## Фрагмент текста
В здании Молодежного театра Любляны (Словения) состоялась премьера спектакля "1:1000000", поставленного одним из самых интересных молодых режиссеров современной Европы — Драганом Живадиновым. В конструкции, заменяющей театральный зал, могло поместиться всего 88 человек, но желающих увидеть спектакль было куда больше: в следующий раз он будет исполнен только через десять лет, а завершится проект 20 апреля 2045 года на космодроме Байконур. ЕКАТЕРИНА Ъ-ДЕГОТЬ была одним из очевидцев зрелища.
Те, кому удалось достать билет, входили, спотыкаясь, в полутемный театр, где их уже ждали актеры в одинаковых черно-красных комбинезонах. Лица актеров были закрыты повязками — в духе эстетики "гражданской обороны", напоминающей о героических годах советского театрального авангарда. Актеры и зрители обменялись рукопожатиями и взглядами прямо в глаза: в знак договора, который лежит в основе искусства. Чувство сообщничества не было утрачено до самого конца, когда после финальных реплик в зале появился режиссер. Бессловесно размахивая, как маг, клюкой, он императивно согнал всех в фойе, где к тому времени бесшумно возник пиршественный стол. В мизансцене триумфального пост-финала участвовали и зрители, и актеры; и те и другие в итоге оказались объектами манипуляции режиссера. Актерам в спектакле пришлось совершать вполне акробатические трюки, но и зрители были ограничены в свободе, будучи вынуждены почти неподвижно лежать, свесившись вниз, внутри трехэтажной куполообразной конструкции.

## Записи с указанием точек
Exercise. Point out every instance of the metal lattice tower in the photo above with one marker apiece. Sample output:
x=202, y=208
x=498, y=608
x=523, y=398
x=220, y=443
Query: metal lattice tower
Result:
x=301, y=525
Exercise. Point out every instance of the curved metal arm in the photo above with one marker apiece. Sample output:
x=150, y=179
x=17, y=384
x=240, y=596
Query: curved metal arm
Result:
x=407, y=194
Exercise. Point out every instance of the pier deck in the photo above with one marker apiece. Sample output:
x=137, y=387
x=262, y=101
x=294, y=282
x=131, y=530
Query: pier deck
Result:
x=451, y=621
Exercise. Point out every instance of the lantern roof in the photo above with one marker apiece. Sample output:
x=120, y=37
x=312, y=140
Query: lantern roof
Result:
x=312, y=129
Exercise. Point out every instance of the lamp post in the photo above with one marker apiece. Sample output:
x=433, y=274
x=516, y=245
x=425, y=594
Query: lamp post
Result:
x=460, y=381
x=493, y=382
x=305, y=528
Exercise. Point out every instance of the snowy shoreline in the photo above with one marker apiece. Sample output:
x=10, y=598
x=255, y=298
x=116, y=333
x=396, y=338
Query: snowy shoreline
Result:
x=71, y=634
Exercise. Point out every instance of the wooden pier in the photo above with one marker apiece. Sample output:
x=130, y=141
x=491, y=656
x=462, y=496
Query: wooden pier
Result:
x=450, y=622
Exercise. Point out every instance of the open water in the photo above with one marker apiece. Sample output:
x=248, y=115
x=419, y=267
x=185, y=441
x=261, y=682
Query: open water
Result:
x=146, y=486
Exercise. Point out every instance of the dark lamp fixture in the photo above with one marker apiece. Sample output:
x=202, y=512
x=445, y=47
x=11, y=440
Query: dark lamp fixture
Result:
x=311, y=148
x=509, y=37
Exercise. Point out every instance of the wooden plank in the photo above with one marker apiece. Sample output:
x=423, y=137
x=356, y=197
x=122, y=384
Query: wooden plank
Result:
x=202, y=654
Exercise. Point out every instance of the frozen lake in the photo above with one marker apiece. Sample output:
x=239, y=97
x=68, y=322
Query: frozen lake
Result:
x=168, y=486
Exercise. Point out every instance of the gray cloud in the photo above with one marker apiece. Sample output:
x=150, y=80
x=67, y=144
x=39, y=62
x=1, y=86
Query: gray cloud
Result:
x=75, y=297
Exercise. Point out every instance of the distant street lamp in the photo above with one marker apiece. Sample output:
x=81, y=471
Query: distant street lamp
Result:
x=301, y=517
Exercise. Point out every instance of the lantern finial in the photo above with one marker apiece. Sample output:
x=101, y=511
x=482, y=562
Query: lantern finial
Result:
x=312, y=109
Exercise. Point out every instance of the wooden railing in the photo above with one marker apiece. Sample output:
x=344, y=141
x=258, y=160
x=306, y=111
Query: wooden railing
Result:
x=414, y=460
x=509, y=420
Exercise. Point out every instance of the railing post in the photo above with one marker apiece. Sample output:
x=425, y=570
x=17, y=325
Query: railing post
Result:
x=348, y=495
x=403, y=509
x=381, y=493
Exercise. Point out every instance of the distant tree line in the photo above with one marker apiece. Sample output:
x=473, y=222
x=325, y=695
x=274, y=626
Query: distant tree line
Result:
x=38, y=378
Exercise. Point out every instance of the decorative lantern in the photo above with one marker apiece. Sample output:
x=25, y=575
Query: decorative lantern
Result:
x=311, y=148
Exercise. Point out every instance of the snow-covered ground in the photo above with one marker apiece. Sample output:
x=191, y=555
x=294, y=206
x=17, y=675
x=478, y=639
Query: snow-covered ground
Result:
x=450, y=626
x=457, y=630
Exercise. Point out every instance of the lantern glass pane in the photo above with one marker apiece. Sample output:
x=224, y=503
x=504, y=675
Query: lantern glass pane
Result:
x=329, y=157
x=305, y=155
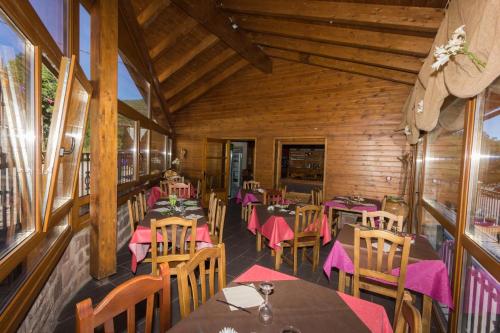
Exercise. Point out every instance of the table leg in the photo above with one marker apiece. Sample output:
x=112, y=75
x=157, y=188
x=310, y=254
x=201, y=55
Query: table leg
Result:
x=341, y=281
x=426, y=314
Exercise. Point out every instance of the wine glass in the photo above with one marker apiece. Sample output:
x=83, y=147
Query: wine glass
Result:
x=265, y=309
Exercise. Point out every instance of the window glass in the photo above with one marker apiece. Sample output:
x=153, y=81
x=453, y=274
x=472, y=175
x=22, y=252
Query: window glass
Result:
x=54, y=15
x=72, y=140
x=443, y=160
x=17, y=137
x=144, y=152
x=126, y=149
x=84, y=56
x=129, y=92
x=158, y=151
x=483, y=223
x=480, y=310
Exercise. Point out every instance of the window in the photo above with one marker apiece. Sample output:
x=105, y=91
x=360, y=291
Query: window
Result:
x=144, y=152
x=158, y=151
x=17, y=137
x=129, y=92
x=54, y=15
x=84, y=55
x=483, y=224
x=443, y=160
x=126, y=149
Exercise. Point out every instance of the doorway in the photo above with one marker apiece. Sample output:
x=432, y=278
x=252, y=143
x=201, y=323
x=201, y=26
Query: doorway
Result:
x=242, y=164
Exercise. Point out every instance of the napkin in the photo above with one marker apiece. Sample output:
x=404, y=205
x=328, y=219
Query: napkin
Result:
x=244, y=296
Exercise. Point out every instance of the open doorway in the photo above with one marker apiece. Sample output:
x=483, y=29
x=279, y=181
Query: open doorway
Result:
x=300, y=164
x=242, y=164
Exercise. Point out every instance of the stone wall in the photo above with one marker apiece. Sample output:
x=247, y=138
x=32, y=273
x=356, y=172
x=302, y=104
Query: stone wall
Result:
x=70, y=274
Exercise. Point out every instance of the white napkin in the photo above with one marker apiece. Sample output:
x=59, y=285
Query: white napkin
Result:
x=243, y=296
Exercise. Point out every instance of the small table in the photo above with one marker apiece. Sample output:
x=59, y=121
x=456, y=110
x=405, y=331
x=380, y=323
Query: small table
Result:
x=278, y=227
x=141, y=239
x=307, y=306
x=426, y=273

## Инструкции к работе
A - Перескажите короче абзац фрагмента текста, начинающийся словами «Те, кому удалось достать билет», и сохраните его основные факты.
B - Подхватите текст о спектакле «1:1000000» и продолжите его сразу после последнего предложения.

## Результаты заданий
A - Зрители с билетами входили в полутемный театр, где их ждали актеры в одинаковых черно-красных комбинезонах. Лица актеров закрывали повязки в духе эстетики «гражданской обороны», отсылающей к советскому театральному авангарду. В знак договора, лежащего в основе искусства, актеры и зрители обменялись рукопожатиями и взглядами в глаза. После финальных реплик режиссер молча, размахивая клюкой, согнал всех в фойе к пиршественному столу. В этом пост-финале и зрители, и актеры стали объектами его манипуляции. Актеры выполняли акробатические трюки, а зрители почти неподвижно лежали, свесившись вниз, внутри трехэтажной куполообразной конструкции.

B -
Простым поворотом оси спектакля из горизонтальной плоскости в вертикальную вся система отношений традиционного "фасадного" театра оказалась резко нарушена. Актеры обращаются к куполу шатра, а не к несуществующему партеру. Они двигаются, лежа на спине, при помощи специальных тележек, и превращаются в плоский силуэт; стоя, они запрокидывают голову, чтобы апеллировать к небесам — но там же, в небесах, как на облаках, лежат и зрители. Сценография этого спектакля (выполненная московским художником Вадимом Фишкиным) конструирует мифологическую картину мироздания с ее вертикальной иерархией. Но это серьезное космическое целое имеет игрушечный характер: все здесь из дерева, даже вентиляторы-пропеллеры, а шатер крыт паркетом.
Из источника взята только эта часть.